Exercise:
The expected output is each line in the data below that includes the string "woman".

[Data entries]
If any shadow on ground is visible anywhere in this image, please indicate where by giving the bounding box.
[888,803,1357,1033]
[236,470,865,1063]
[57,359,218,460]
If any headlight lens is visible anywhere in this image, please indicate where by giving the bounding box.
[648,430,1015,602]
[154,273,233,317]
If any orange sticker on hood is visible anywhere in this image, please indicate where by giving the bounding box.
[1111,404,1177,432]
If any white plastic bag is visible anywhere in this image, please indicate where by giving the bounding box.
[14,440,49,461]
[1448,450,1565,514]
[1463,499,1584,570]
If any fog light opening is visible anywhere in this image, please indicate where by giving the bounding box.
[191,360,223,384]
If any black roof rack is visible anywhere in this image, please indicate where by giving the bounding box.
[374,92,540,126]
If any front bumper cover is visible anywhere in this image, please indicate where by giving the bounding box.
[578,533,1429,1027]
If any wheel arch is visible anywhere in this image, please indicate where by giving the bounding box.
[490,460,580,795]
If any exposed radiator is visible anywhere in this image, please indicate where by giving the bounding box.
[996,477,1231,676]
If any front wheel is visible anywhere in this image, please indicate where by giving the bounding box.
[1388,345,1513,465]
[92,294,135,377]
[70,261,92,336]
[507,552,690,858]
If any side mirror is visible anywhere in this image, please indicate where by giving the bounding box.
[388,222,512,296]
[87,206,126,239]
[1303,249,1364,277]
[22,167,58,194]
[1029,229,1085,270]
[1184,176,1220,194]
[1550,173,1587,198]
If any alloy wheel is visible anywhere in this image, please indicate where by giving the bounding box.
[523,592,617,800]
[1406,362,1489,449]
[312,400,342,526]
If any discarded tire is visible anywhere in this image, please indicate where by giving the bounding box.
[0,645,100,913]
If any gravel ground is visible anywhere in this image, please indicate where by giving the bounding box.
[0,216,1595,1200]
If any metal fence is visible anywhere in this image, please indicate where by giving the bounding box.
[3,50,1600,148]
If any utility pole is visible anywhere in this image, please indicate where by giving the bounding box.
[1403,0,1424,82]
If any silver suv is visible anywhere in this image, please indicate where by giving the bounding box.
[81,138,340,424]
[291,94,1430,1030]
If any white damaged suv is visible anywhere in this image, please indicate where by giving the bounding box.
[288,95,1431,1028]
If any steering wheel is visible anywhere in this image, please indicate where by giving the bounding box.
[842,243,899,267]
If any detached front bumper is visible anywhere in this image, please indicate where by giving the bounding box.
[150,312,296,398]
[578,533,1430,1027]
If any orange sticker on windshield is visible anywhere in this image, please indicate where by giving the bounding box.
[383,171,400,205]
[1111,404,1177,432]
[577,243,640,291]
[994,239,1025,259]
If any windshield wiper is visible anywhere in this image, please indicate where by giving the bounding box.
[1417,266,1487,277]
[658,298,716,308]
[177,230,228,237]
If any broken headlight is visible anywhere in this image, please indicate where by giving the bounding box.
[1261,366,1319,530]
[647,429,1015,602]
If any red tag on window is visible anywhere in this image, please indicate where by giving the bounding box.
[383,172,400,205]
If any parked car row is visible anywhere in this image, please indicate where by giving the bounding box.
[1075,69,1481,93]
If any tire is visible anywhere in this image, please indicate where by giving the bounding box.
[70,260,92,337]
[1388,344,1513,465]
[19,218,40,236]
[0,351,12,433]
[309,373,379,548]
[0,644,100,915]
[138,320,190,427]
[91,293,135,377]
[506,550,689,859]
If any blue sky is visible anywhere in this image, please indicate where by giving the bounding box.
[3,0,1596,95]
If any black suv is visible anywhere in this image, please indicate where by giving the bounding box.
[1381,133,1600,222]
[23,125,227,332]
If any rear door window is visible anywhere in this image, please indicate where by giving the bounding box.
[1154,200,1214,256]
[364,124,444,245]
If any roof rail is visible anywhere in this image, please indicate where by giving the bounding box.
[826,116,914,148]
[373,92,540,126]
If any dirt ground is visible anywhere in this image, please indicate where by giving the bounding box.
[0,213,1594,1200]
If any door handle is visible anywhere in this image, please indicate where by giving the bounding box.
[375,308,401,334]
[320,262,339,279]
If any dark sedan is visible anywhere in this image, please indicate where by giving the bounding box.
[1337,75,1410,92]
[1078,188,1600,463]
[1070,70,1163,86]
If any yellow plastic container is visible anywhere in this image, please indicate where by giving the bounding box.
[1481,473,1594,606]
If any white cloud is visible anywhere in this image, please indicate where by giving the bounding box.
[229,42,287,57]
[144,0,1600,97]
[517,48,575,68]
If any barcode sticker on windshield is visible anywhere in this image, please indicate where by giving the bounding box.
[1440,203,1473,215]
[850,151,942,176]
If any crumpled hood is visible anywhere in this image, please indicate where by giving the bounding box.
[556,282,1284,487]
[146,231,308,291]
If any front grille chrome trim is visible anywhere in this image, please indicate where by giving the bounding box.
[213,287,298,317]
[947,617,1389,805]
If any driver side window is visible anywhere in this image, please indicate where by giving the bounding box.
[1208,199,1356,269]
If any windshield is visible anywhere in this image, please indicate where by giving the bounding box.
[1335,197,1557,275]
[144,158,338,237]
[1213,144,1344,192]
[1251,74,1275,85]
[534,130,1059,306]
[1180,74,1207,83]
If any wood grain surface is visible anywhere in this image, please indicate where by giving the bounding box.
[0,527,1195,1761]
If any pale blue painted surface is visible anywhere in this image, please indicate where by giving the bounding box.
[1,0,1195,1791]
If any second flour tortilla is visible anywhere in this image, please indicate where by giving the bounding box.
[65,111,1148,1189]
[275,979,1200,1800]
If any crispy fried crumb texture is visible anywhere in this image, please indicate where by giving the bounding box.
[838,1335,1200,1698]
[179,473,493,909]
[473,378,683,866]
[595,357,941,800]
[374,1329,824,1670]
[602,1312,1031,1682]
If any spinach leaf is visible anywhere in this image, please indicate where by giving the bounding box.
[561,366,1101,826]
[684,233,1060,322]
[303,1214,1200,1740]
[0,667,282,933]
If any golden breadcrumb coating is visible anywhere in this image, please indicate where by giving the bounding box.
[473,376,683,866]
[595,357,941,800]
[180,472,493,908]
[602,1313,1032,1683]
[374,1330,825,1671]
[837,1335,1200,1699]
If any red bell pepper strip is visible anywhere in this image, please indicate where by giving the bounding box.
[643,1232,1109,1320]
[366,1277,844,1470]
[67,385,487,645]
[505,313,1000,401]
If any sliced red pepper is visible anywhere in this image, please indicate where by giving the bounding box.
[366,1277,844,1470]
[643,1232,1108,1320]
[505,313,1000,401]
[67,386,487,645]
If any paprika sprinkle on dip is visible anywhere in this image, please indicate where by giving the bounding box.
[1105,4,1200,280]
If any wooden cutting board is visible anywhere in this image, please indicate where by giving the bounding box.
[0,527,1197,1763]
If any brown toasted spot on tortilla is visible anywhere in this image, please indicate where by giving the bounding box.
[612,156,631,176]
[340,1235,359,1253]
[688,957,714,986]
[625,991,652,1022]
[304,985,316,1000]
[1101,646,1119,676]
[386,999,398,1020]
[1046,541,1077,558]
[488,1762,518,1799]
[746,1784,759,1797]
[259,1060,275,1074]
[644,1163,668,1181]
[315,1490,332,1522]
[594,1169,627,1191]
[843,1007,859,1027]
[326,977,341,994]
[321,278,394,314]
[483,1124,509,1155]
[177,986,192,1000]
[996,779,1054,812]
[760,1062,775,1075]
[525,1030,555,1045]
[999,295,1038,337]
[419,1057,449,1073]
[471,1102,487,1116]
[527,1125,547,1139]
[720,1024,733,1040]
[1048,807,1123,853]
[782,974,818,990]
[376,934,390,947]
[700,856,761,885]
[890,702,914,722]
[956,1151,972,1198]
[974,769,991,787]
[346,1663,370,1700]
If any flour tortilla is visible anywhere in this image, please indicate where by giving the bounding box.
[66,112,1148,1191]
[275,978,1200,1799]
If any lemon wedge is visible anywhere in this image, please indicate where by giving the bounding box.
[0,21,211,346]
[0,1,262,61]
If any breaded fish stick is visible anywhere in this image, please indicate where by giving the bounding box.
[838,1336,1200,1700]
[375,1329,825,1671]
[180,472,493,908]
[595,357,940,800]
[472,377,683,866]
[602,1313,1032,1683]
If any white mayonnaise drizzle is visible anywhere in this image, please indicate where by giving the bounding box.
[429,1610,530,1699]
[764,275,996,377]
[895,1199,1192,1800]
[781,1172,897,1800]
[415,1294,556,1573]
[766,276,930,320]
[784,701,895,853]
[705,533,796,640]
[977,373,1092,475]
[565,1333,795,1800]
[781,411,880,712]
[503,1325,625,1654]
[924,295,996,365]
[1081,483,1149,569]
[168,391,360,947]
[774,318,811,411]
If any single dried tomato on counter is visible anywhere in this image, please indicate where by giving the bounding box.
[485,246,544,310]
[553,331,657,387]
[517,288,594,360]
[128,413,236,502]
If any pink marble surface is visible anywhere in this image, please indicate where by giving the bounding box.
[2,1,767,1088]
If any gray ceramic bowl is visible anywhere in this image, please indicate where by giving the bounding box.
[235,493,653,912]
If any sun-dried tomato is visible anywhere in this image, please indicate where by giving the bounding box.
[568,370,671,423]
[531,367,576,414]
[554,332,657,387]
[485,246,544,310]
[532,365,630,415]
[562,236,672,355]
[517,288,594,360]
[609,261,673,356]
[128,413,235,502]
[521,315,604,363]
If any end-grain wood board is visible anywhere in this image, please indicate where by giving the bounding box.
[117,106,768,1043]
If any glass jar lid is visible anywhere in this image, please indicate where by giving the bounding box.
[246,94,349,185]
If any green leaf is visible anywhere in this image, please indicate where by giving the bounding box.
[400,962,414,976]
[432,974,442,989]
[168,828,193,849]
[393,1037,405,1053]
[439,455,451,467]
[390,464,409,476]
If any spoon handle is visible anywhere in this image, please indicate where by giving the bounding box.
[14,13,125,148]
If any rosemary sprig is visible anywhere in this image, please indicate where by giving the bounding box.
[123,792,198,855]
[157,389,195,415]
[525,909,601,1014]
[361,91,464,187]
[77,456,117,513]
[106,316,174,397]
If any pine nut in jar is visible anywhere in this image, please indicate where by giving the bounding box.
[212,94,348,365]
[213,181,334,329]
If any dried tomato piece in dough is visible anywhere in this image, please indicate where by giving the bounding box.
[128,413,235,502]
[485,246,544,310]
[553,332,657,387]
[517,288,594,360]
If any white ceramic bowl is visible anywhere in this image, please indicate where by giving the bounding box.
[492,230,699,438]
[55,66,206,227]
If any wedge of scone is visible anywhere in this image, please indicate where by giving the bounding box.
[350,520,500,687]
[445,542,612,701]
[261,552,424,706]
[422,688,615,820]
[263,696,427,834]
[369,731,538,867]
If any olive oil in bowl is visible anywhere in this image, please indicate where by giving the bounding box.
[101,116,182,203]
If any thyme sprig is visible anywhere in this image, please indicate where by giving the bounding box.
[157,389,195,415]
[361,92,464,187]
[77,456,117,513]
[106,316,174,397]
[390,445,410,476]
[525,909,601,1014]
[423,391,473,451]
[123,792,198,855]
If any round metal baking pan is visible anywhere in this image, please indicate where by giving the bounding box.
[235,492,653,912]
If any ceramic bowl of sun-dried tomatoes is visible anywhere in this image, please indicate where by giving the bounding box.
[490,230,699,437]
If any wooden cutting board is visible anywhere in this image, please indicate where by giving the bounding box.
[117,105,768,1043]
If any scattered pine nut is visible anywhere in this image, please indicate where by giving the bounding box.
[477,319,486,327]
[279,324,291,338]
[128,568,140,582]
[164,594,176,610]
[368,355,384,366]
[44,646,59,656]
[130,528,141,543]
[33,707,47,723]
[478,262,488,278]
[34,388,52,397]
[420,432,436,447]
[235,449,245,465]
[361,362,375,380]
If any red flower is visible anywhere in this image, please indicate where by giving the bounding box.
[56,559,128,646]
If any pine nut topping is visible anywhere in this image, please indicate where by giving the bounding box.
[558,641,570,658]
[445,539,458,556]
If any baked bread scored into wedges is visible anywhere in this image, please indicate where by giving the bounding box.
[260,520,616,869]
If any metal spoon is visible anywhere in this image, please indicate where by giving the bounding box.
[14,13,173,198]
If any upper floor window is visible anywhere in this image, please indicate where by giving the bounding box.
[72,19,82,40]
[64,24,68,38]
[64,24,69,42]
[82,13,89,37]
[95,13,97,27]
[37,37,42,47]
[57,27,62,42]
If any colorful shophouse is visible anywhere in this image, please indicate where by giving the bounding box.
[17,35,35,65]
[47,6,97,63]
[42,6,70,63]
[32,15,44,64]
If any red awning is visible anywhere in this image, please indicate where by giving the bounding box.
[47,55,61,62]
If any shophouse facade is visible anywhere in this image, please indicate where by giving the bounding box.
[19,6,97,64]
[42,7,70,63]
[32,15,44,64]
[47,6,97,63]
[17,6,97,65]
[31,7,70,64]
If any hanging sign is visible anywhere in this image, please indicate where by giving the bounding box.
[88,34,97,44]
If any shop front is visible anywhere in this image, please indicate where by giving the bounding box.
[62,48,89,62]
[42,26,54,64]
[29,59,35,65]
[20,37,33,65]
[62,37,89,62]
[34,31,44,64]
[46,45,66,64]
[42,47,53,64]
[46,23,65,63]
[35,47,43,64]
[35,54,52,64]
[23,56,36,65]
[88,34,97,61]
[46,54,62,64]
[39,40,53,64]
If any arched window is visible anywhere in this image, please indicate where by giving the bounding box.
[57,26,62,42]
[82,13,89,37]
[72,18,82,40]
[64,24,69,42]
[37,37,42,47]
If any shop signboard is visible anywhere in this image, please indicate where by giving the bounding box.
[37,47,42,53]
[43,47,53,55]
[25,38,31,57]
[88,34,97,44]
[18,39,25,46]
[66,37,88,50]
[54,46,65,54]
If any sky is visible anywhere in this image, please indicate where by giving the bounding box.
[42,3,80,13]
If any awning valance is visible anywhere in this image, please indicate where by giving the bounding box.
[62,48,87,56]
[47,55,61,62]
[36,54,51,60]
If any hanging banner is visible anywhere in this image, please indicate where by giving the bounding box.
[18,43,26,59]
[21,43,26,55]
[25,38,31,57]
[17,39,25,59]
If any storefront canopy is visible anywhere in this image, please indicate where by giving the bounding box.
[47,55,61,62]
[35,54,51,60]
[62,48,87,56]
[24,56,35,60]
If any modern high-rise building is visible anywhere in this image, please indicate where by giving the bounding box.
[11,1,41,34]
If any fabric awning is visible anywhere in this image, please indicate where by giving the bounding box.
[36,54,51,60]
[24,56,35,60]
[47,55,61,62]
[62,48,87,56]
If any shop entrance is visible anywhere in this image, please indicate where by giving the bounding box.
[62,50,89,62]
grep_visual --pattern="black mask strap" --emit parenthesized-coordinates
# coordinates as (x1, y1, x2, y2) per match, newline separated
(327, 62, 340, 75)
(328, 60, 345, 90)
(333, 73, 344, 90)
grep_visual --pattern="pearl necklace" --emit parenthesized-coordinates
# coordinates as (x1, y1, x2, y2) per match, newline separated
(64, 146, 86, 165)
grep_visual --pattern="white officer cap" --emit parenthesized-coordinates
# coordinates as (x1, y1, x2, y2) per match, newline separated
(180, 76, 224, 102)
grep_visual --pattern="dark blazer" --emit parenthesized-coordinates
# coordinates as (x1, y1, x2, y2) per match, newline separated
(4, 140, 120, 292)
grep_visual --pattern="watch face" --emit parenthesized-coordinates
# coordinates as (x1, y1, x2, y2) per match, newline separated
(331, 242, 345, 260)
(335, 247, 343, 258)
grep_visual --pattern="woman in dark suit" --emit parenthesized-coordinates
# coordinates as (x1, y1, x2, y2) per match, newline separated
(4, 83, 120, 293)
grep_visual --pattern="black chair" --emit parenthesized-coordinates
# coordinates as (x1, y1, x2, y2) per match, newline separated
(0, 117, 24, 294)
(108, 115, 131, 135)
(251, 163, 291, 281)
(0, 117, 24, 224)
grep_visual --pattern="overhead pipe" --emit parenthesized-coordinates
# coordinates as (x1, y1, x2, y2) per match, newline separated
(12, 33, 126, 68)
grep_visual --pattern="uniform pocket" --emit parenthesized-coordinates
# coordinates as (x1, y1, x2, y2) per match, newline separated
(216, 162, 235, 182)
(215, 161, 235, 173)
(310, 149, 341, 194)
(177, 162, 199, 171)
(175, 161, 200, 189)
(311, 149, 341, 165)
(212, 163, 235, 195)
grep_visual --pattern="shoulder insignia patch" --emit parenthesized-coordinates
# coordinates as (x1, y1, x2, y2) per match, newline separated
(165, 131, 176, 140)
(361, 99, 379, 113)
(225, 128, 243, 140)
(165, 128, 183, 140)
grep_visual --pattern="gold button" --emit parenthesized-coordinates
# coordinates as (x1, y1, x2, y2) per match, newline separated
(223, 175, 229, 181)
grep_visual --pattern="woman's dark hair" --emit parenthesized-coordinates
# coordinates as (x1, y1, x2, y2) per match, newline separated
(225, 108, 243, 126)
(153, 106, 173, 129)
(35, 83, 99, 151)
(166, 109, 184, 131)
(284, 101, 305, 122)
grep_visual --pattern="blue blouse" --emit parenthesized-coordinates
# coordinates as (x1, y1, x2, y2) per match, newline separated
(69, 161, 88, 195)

Exercise output:
grep_visual --pattern="woman in dark suit" --emit parenthesized-coordinates
grep_visual --pattern="woman's dark hair" --emit parenthesized-coordinates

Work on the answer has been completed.